## TASK PROMPT
All lines from the one containing "Box the wave." down to the one containing "Box the mountain", both ends included, are to be given again exactly; omit the rest of the listing below.

## GIVEN ENTRIES
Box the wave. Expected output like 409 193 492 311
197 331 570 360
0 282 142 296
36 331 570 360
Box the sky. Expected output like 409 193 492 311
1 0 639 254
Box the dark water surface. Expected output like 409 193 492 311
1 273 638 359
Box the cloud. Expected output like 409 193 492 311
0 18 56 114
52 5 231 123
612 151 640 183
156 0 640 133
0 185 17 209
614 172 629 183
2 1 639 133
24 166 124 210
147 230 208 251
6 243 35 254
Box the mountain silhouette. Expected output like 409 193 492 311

* * *

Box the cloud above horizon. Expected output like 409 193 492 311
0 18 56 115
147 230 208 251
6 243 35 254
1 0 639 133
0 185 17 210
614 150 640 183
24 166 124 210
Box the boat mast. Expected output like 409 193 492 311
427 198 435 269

## TASK ANSWER
Box the wave. Expected output like 409 193 492 311
197 331 570 360
0 282 142 296
36 331 570 360
Box the sky. Expected output like 409 193 492 311
1 0 639 254
Box the dark water surface. Expected output like 409 193 492 311
1 273 638 359
Box the cloud. Expected output like 409 193 492 311
0 18 56 114
52 5 231 123
612 151 640 183
156 0 640 133
0 185 17 209
614 172 629 183
2 1 639 133
24 166 124 210
147 230 208 251
6 243 35 254
Box the mountain silhouette. Expected output like 409 193 492 311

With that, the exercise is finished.